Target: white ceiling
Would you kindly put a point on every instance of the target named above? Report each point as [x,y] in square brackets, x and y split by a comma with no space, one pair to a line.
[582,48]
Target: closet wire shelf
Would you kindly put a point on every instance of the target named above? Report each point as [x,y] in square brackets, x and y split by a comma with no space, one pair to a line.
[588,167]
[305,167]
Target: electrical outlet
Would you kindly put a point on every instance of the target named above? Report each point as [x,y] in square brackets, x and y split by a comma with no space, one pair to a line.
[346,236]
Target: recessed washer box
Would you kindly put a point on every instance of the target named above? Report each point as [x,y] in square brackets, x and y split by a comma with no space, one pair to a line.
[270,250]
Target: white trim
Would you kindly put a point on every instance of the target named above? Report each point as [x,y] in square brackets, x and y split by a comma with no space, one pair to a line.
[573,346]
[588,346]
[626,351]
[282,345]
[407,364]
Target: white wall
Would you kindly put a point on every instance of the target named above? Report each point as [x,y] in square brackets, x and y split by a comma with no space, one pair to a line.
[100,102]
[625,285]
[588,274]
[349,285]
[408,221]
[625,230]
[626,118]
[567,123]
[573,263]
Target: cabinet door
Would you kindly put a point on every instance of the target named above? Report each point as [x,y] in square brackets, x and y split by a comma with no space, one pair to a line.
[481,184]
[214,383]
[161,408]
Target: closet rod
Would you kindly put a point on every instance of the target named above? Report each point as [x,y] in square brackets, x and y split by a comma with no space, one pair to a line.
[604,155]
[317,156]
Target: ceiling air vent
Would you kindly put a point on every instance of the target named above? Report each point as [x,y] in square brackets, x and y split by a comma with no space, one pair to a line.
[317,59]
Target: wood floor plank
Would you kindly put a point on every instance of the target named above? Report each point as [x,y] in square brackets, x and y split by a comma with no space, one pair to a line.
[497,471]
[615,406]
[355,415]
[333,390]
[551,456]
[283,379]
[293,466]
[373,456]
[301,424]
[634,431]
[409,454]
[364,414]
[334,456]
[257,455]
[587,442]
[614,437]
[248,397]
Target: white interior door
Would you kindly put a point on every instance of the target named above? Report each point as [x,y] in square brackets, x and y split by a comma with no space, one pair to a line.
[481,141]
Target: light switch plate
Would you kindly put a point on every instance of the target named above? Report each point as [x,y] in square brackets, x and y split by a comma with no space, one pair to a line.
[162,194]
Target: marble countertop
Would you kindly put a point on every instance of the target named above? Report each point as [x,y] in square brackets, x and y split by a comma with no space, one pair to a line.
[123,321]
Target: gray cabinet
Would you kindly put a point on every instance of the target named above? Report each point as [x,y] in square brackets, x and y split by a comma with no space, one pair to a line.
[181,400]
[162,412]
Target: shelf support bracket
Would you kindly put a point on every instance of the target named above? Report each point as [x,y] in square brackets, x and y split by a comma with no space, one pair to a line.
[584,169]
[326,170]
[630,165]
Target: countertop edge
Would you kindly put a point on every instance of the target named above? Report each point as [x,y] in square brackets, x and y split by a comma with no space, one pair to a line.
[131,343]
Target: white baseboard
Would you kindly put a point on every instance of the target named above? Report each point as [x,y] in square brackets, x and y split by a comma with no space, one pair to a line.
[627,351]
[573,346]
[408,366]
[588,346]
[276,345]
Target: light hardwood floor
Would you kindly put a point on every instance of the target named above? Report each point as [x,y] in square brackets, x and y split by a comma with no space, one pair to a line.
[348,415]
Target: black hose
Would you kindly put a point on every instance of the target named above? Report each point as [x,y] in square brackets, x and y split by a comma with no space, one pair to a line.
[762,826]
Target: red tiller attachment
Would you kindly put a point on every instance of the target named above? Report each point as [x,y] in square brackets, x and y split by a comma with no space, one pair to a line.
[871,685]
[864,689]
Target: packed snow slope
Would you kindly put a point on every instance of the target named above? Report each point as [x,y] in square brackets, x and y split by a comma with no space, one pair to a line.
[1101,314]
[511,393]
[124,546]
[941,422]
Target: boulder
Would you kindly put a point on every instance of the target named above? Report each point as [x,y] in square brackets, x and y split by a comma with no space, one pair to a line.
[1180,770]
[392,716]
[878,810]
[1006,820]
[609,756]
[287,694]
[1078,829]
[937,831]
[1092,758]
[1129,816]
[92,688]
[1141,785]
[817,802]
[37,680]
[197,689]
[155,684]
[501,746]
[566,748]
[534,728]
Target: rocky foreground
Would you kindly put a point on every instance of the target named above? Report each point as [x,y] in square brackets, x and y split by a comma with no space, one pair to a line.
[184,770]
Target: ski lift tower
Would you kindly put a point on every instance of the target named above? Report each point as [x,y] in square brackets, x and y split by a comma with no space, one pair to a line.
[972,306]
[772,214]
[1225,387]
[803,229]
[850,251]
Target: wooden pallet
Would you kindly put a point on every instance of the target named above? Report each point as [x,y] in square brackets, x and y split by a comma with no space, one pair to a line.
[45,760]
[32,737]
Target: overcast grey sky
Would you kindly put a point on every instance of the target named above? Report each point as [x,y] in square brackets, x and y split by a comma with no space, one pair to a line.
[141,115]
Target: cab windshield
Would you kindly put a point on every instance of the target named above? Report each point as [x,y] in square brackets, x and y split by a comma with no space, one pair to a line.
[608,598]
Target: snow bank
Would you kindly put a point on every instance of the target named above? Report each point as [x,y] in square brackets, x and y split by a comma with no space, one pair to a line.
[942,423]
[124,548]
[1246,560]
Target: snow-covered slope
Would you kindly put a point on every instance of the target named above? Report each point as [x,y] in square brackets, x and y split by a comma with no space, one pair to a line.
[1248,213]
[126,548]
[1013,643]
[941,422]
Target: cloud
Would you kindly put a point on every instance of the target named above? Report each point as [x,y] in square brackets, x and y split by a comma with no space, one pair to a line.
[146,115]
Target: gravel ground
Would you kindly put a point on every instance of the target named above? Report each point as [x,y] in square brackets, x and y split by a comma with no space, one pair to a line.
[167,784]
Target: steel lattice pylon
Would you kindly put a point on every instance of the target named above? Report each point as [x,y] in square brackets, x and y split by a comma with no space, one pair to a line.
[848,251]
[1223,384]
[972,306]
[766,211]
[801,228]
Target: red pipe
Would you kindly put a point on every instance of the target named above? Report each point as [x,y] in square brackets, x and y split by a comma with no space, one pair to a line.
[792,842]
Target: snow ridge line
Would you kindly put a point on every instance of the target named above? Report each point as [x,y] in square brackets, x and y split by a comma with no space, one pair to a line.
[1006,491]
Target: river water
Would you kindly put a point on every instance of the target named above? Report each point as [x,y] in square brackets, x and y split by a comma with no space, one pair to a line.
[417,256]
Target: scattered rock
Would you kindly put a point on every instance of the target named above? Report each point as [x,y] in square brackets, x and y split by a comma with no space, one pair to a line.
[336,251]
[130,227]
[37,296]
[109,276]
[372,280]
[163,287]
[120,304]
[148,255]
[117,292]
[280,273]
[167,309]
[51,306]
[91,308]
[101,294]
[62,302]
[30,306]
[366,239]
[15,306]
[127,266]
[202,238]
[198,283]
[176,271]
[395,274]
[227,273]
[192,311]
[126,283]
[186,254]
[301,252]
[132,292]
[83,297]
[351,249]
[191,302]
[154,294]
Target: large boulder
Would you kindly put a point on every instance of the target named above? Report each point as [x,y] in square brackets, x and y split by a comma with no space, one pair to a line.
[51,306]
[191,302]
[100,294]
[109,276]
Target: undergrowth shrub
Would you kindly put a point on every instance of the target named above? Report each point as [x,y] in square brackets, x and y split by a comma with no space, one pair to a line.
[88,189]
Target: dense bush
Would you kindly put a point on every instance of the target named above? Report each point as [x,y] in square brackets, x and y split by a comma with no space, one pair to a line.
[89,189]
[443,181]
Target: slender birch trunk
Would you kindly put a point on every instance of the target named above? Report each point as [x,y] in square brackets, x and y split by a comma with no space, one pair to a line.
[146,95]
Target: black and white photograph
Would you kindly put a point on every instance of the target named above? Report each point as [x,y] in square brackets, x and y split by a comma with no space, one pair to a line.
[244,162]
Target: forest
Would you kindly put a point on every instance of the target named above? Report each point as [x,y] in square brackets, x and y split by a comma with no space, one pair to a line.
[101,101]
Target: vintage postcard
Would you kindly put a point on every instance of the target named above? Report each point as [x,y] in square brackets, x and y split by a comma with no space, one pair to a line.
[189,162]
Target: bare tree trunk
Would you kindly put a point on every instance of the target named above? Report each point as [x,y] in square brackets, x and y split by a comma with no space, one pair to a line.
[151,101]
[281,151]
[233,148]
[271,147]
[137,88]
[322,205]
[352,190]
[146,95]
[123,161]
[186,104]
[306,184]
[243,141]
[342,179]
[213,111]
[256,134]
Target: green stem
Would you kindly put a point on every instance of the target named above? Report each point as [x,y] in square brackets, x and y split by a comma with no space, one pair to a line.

════

Revise the material from the line with "Target: vintage postcard" through the end, putting "leafless tree trunk" in place of "bare tree trunk" and keeping everything else the same. Give back only those lines.

* [Correct response]:
Target: vintage postcard
Would you kindly put a point on every instance of the target named above? Report each point as [x,y] in square brackets, x and y split by a comma with no space, one pair to a line.
[189,162]
Target: leafless tree trunk
Would you kindly put a point on every instance of the target named above? Report each point as [x,y] in square brackets, x and y split by a comma with no space, one pair to a line.
[151,101]
[281,151]
[233,148]
[271,147]
[137,88]
[322,205]
[352,190]
[146,95]
[123,161]
[186,104]
[306,184]
[243,141]
[342,179]
[213,111]
[256,134]
Target: green stem
Would you kindly put a point on every instance of the target named above? Report each point as [x,y] in square brackets, x and y split by a comma with no space, one pair to a line.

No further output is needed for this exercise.